_PROVIDED RECORDS_

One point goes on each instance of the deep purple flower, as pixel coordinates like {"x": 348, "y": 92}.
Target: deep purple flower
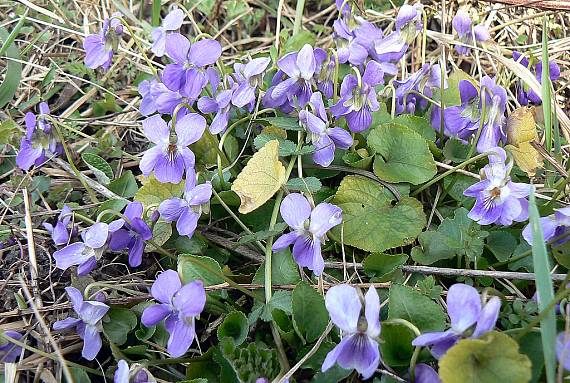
{"x": 187, "y": 211}
{"x": 553, "y": 226}
{"x": 84, "y": 254}
{"x": 130, "y": 235}
{"x": 170, "y": 156}
{"x": 88, "y": 325}
{"x": 465, "y": 311}
{"x": 171, "y": 22}
{"x": 299, "y": 68}
{"x": 463, "y": 26}
{"x": 179, "y": 305}
{"x": 60, "y": 234}
{"x": 135, "y": 374}
{"x": 186, "y": 74}
{"x": 309, "y": 230}
{"x": 99, "y": 47}
{"x": 358, "y": 100}
{"x": 358, "y": 348}
{"x": 248, "y": 78}
{"x": 9, "y": 352}
{"x": 525, "y": 95}
{"x": 39, "y": 142}
{"x": 325, "y": 139}
{"x": 498, "y": 199}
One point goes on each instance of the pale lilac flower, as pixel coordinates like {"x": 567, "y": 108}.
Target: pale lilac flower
{"x": 325, "y": 139}
{"x": 498, "y": 199}
{"x": 130, "y": 235}
{"x": 99, "y": 47}
{"x": 248, "y": 77}
{"x": 553, "y": 226}
{"x": 300, "y": 68}
{"x": 59, "y": 233}
{"x": 39, "y": 142}
{"x": 309, "y": 228}
{"x": 170, "y": 156}
{"x": 525, "y": 95}
{"x": 172, "y": 22}
{"x": 84, "y": 254}
{"x": 358, "y": 348}
{"x": 186, "y": 74}
{"x": 358, "y": 101}
{"x": 463, "y": 26}
{"x": 466, "y": 313}
{"x": 186, "y": 211}
{"x": 88, "y": 325}
{"x": 135, "y": 374}
{"x": 179, "y": 305}
{"x": 10, "y": 352}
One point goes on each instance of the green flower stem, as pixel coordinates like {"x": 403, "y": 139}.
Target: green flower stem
{"x": 450, "y": 171}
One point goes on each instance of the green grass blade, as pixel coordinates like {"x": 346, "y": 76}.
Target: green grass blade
{"x": 545, "y": 291}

_WORK INSTRUCTION_
From the line with "Target: pale lilac flower" to the final line of the entries above, return every line exactly as written.

_OUTPUT OF THE EXERCISE_
Target: pale lilac flower
{"x": 325, "y": 139}
{"x": 498, "y": 199}
{"x": 130, "y": 235}
{"x": 99, "y": 47}
{"x": 248, "y": 77}
{"x": 553, "y": 226}
{"x": 300, "y": 68}
{"x": 59, "y": 233}
{"x": 39, "y": 142}
{"x": 309, "y": 228}
{"x": 170, "y": 156}
{"x": 525, "y": 95}
{"x": 172, "y": 22}
{"x": 84, "y": 254}
{"x": 358, "y": 348}
{"x": 186, "y": 74}
{"x": 358, "y": 101}
{"x": 463, "y": 26}
{"x": 466, "y": 313}
{"x": 186, "y": 211}
{"x": 88, "y": 325}
{"x": 135, "y": 374}
{"x": 179, "y": 305}
{"x": 10, "y": 352}
One point goes on each instance of the green flower stem, as pixel coordinates like {"x": 403, "y": 139}.
Target: green flower stem
{"x": 450, "y": 171}
One point goes on each instance of the green grass blade, as pixel coordinates like {"x": 346, "y": 76}.
Target: green grass blade
{"x": 545, "y": 291}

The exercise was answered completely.